Reproduce the passage of the film review below from "Director: Burr Steers" up to and including "Max: Fury Road.", keeping every word and mark unchanged.

**Text block**.
---*---
Director: Burr Steers
Stars: Lily James, Douglas Booth, Sally Phillips
The image above encapsulates one of the (many) problems with Burr Steers’ totally unnecessary adaptation of the novelty book Pride And Prejudice And Zombies.
Firstly, the film’s chief plus point is also featured. The women here are just as capable as their male counterparts and frequently more so; training, arming and defending themselves against the zombie hoards that shuffle stupidly across Austen’s Hertfordshire. They are articulate in conversation and debate. They are for the most part architects of their own destiny (as much as society permits in such times). They are the heroes of the film. Great. Steers clearly took a leaf from George Miller’s book when he took his seat to watch Mad Max: Fury Road.
The problem is he has skewered that sensibility through a far more retrograde one, fetishising his subjects at nearly every given opportunity. The camera lingers lustily on heaving bosoms or raised dresses, or goes full-Baywatch, deploying slow-motion as Steers covets his whirling beauties brandishing their weapons, tits bouncing around gloriously.
---*---
**Data provided**.
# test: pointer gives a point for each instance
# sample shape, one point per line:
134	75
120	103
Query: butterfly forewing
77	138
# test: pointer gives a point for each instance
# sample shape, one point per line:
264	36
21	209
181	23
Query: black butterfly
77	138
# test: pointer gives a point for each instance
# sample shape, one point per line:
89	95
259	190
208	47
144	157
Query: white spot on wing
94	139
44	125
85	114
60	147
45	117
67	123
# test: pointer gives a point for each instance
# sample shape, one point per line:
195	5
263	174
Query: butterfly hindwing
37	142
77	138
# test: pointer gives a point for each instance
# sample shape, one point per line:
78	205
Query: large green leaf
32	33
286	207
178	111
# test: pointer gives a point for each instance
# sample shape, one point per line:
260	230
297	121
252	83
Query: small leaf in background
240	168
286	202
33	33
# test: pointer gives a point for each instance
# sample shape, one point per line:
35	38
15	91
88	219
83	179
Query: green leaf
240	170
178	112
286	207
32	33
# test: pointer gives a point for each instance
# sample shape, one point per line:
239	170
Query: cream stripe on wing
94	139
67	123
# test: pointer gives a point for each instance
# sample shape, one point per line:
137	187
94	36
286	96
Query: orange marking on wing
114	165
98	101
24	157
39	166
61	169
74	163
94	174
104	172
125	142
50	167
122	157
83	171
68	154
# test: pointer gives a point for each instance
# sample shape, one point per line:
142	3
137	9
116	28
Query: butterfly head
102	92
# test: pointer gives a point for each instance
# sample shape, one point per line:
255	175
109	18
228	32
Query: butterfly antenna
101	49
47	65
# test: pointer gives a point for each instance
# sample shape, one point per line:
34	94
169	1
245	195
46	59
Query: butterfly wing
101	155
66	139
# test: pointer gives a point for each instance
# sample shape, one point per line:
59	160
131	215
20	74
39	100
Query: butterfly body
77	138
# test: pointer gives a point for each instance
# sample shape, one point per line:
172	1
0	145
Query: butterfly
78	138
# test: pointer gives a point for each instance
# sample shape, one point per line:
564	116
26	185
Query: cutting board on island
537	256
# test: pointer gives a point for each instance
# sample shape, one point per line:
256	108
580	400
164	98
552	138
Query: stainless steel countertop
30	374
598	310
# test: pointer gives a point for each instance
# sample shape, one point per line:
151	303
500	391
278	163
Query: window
---*---
**Answer below**.
Director: Burr Steers
Stars: Lily James, Douglas Booth, Sally Phillips
The image above encapsulates one of the (many) problems with Burr Steers’ totally unnecessary adaptation of the novelty book Pride And Prejudice And Zombies.
Firstly, the film’s chief plus point is also featured. The women here are just as capable as their male counterparts and frequently more so; training, arming and defending themselves against the zombie hoards that shuffle stupidly across Austen’s Hertfordshire. They are articulate in conversation and debate. They are for the most part architects of their own destiny (as much as society permits in such times). They are the heroes of the film. Great. Steers clearly took a leaf from George Miller’s book when he took his seat to watch Mad Max: Fury Road.